De Quoi La Criet Est-Elle Le Nom ? État De Droit Et Droit De l’État Au Bénin

Friday, 11 July 2025: 11:15
Location: SJES025 (Faculty of Legal, Economic, and Social Sciences (JES))
Oral Presentation
Pauline JARROUX, Université libre de Bruxelles, Belgium
C’est en 2018 qu’a été créée la Cour de Répression des Infractions Économiques et du Terrorisme (CRIET), qui siège désormais à Cotonou, au Bénin.

Cette juridiction spéciale, largement mieux dotée en moyens matériels que les tribunaux de droit commun du pays, est présentée comme répondant aux besoins d’une justice efficace et transparente, et aux enjeux des « nouvelles criminalités » (terrorisme, blanchiment de capitaux, cybercriminalité etc.) auxquelles le Bénin est désormais confronté.

Si elle est réputée pour la dureté de ses décisions, elle est aussi critiquée dans le pays pour sa « politisation », en écho à certaines affaires qui y ont été jugées, impliquant des opposants politiques ou, au contraire, des proches du pouvoir. Son installation a, pour de nombreux observateurs et analystes, confirmé le constat du « tournant autoritaire » pris par le pays, à la suite de l’élection en 2016 du Président Patrice Talon.

» À faire:
(a) D'après le passage sur la CRIET, en quelle année cette cour a-t-elle été créée ?
(b) Poursuivez le passage sur la CRIET à la suite de sa dernière phrase.

» Données fournies:
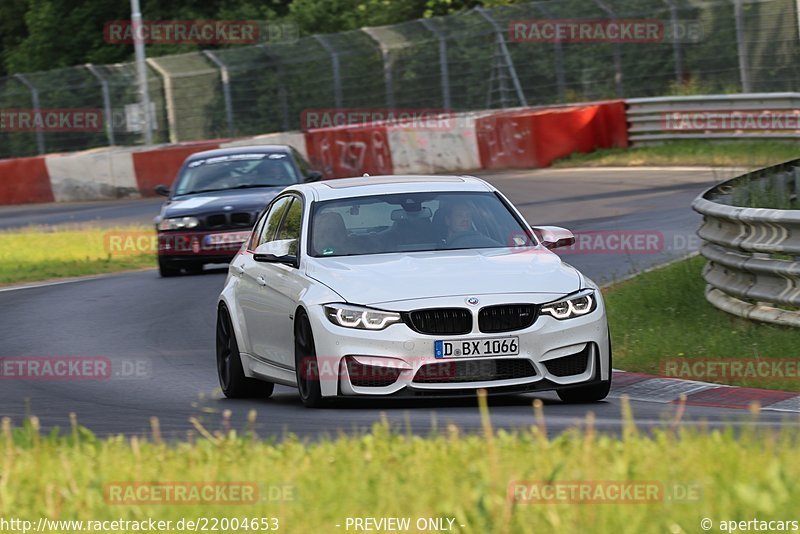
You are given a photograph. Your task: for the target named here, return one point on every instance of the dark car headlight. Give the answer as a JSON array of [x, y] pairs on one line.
[[577, 305], [178, 223]]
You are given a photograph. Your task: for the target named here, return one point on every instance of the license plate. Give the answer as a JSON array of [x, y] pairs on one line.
[[467, 348], [229, 238]]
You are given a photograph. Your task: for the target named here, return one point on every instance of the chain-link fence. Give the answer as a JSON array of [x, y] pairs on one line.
[[484, 58]]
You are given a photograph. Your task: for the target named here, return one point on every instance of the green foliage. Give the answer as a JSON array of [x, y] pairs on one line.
[[703, 473], [34, 254]]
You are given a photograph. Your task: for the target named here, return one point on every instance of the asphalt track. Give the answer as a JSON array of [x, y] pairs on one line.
[[159, 333]]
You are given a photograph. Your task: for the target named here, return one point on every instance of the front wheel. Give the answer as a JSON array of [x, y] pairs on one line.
[[232, 380], [306, 365]]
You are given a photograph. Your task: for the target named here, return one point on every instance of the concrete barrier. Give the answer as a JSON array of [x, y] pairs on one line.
[[433, 150], [161, 165], [521, 138], [349, 151], [92, 175], [535, 138]]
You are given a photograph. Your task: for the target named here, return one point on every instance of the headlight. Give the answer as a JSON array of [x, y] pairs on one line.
[[573, 306], [360, 317], [178, 223]]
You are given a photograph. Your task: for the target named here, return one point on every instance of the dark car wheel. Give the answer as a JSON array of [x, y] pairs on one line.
[[232, 380], [306, 366], [166, 270]]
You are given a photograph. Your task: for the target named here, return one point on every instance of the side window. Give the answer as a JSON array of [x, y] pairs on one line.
[[256, 233], [272, 220], [302, 164], [290, 229]]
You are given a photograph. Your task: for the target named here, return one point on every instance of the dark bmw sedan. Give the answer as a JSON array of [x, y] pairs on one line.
[[216, 199]]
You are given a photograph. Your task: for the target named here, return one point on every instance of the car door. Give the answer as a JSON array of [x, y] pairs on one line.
[[249, 290], [275, 300]]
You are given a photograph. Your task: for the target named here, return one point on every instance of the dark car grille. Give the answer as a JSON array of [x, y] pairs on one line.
[[506, 317], [371, 376], [573, 364], [474, 371], [231, 220], [440, 321]]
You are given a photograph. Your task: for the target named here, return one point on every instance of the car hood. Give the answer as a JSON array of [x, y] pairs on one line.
[[218, 201], [380, 278]]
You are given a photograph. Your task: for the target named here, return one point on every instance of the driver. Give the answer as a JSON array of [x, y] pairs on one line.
[[458, 220], [459, 230]]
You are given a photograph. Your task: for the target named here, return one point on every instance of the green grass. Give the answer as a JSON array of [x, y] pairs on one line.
[[690, 152], [663, 315], [384, 473], [36, 253]]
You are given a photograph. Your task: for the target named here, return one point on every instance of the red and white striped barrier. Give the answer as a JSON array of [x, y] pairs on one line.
[[526, 138]]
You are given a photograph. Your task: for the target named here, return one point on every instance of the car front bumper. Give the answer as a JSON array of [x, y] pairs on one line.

» Résultats:
(a) En 2018.

(b)
Ma communication vise à interroger ce que signifie, pour le personnel et les professionnels du droit et de la justice, travailler à la CRIET, alors que le pays était jusqu’ici loué pour la vitalité de sa démocratie. Quelle forme y prend, et où se loge le « tournant autoritaire » ?

Dans le travail quotidien, le respect des normes, la probité des magistrats, l’accueil des justiciables, sont mis en avant comme des éléments distinctifs du fonctionnement de la juridiction. Le procureur et ses substituts, mes principaux interlocuteurs au cours de mes dix premières semaines d’enquête, sont eux aussi soucieux du respect des procédures. L’interventionnisme politique y serait, en somme, localisé, circonscrit, de l’ordre de l’exceptionnel. Cette grille de lecture est-elle pertinente ? Que permet-elle de dévoiler, ou au contraire d’obscurcir, à propos du fonctionnement quotidien du droit et de la justice dans un régime « illibéral » ?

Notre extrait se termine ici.